--- Ziel der Übung ---
Wozu wurde laut dem folgenden Text über Aït-Ben-Haddou im vergangenen Sommer dort ein Amphitheater aufgebaut?

Die Häuser mit ihren Türmen und Zinnen lassen den Ort wehrhaft erscheinen. Die Lehmhaussiedlung wirkt wie aus biblischen Zeiten. Szenen von »Lawrence von Arabien«, dem Bond-Film »Ein Hauch des Todes«, »Die Mumie«, »Gladiator«, »Alexander« und »Game of Thrones« wurden in Aït-Ben-Haddou gedreht. Vergangenen Sommer war hier ein Amphitheater aufgebaut, so Reiseleiter Taki, um Szenen für eine »Gladiator«-Fortsetzung zu drehen.

Drifts gegen Langeweile

Unklar ist, wie lange es das Örtchen so noch geben wird. Die Jugend wandert in die Städte ab und die von der Witterung bedrohten Bauten aus Lehm und Stroh brauchen nach Regenfällen intensive Pflege, sollen sie nicht zusammenfallen.

[Auszüge aus Punktannotationsdaten]
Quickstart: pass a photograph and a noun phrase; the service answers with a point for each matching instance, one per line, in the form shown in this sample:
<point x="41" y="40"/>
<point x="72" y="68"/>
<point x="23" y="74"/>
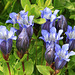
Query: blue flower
<point x="62" y="23"/>
<point x="13" y="19"/>
<point x="6" y="38"/>
<point x="21" y="18"/>
<point x="62" y="55"/>
<point x="50" y="51"/>
<point x="47" y="14"/>
<point x="52" y="36"/>
<point x="70" y="37"/>
<point x="22" y="43"/>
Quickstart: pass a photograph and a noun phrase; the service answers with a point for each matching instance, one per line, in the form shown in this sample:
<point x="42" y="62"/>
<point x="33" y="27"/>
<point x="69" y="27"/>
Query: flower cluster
<point x="51" y="34"/>
<point x="6" y="38"/>
<point x="24" y="32"/>
<point x="25" y="29"/>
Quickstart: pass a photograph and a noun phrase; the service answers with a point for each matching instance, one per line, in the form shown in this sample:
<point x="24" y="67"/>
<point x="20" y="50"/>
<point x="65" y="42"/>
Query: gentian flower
<point x="6" y="38"/>
<point x="22" y="43"/>
<point x="21" y="18"/>
<point x="52" y="36"/>
<point x="71" y="37"/>
<point x="26" y="32"/>
<point x="50" y="51"/>
<point x="62" y="23"/>
<point x="50" y="18"/>
<point x="13" y="19"/>
<point x="62" y="55"/>
<point x="50" y="40"/>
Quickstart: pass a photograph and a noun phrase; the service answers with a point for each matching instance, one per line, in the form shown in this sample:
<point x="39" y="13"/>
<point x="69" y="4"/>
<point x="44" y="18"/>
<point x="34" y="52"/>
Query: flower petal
<point x="65" y="47"/>
<point x="55" y="12"/>
<point x="53" y="30"/>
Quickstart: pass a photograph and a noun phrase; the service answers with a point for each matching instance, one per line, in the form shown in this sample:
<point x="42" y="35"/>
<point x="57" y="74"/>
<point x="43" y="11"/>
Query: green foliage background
<point x="36" y="65"/>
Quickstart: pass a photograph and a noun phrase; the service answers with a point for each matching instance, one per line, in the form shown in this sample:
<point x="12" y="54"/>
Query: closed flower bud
<point x="62" y="55"/>
<point x="49" y="54"/>
<point x="70" y="37"/>
<point x="6" y="38"/>
<point x="46" y="26"/>
<point x="6" y="46"/>
<point x="22" y="43"/>
<point x="62" y="23"/>
<point x="71" y="45"/>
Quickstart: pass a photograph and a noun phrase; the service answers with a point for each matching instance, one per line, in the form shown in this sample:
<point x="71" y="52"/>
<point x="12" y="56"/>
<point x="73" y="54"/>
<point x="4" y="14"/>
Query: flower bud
<point x="49" y="54"/>
<point x="59" y="64"/>
<point x="22" y="43"/>
<point x="6" y="46"/>
<point x="71" y="45"/>
<point x="62" y="55"/>
<point x="46" y="26"/>
<point x="62" y="23"/>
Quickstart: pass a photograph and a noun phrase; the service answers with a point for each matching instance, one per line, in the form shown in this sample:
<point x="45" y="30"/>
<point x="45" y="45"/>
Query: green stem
<point x="36" y="58"/>
<point x="23" y="66"/>
<point x="11" y="9"/>
<point x="8" y="68"/>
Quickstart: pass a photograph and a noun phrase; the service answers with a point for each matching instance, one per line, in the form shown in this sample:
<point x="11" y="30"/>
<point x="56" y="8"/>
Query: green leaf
<point x="24" y="2"/>
<point x="29" y="67"/>
<point x="43" y="70"/>
<point x="48" y="2"/>
<point x="39" y="21"/>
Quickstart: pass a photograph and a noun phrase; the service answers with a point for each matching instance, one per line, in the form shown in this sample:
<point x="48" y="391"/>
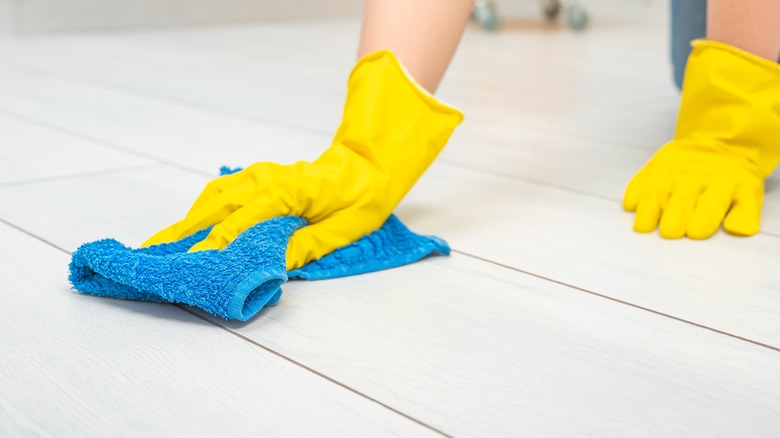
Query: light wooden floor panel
<point x="743" y="304"/>
<point x="75" y="365"/>
<point x="445" y="337"/>
<point x="551" y="317"/>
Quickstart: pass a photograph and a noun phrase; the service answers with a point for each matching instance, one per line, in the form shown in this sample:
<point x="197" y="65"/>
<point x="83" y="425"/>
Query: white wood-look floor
<point x="551" y="317"/>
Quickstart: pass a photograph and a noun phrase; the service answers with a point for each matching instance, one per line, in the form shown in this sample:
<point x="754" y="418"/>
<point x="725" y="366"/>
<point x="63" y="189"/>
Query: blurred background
<point x="32" y="17"/>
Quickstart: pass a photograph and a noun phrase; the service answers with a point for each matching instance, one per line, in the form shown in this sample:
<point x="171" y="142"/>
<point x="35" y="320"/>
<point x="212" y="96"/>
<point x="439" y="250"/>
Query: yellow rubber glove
<point x="391" y="131"/>
<point x="726" y="143"/>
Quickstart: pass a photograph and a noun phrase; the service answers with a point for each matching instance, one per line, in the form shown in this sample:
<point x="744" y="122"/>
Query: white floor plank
<point x="75" y="365"/>
<point x="469" y="347"/>
<point x="513" y="77"/>
<point x="564" y="235"/>
<point x="31" y="152"/>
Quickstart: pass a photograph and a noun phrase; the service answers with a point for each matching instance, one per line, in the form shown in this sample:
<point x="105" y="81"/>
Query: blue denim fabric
<point x="689" y="22"/>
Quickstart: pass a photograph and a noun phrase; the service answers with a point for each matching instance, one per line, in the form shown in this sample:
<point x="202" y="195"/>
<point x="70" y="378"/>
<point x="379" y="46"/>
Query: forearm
<point x="423" y="34"/>
<point x="751" y="25"/>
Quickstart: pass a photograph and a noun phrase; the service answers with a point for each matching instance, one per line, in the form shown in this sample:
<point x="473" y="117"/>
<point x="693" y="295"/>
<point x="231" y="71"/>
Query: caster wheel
<point x="551" y="9"/>
<point x="485" y="14"/>
<point x="577" y="17"/>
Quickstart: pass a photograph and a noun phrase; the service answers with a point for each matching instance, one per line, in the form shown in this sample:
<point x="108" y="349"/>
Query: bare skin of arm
<point x="423" y="34"/>
<point x="751" y="25"/>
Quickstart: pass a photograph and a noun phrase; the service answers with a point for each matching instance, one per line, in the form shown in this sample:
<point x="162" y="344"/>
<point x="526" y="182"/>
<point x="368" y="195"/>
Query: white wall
<point x="23" y="17"/>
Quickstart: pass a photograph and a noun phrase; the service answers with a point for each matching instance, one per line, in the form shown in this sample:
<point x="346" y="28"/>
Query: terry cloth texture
<point x="238" y="281"/>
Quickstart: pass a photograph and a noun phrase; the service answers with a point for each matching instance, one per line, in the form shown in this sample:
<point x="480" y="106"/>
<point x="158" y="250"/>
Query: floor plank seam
<point x="257" y="344"/>
<point x="311" y="370"/>
<point x="78" y="175"/>
<point x="97" y="141"/>
<point x="112" y="87"/>
<point x="607" y="297"/>
<point x="183" y="103"/>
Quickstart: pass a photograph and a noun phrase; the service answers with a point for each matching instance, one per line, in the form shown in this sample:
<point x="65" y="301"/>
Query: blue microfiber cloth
<point x="237" y="282"/>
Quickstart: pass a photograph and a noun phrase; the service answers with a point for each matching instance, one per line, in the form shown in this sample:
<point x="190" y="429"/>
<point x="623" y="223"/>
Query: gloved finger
<point x="320" y="239"/>
<point x="711" y="209"/>
<point x="648" y="210"/>
<point x="634" y="190"/>
<point x="213" y="212"/>
<point x="679" y="209"/>
<point x="236" y="183"/>
<point x="744" y="218"/>
<point x="261" y="209"/>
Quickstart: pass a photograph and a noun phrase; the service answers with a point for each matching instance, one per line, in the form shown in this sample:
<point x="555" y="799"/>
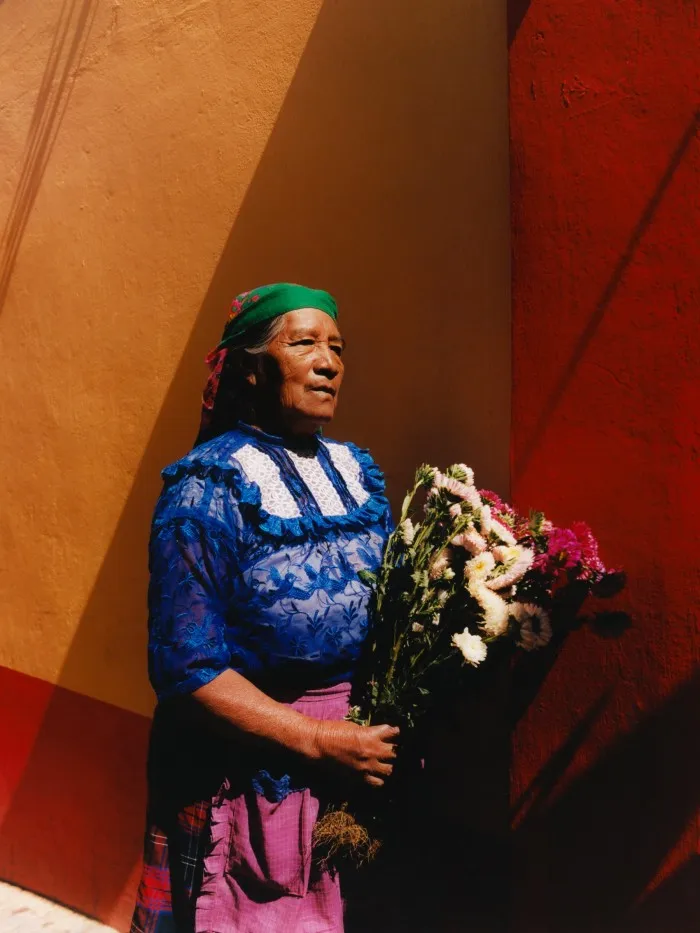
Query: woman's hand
<point x="367" y="750"/>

--- Gelöste Aufgabe ---
Es wurde aufgebaut, um Szenen für eine »Gladiator«-Fortsetzung zu drehen.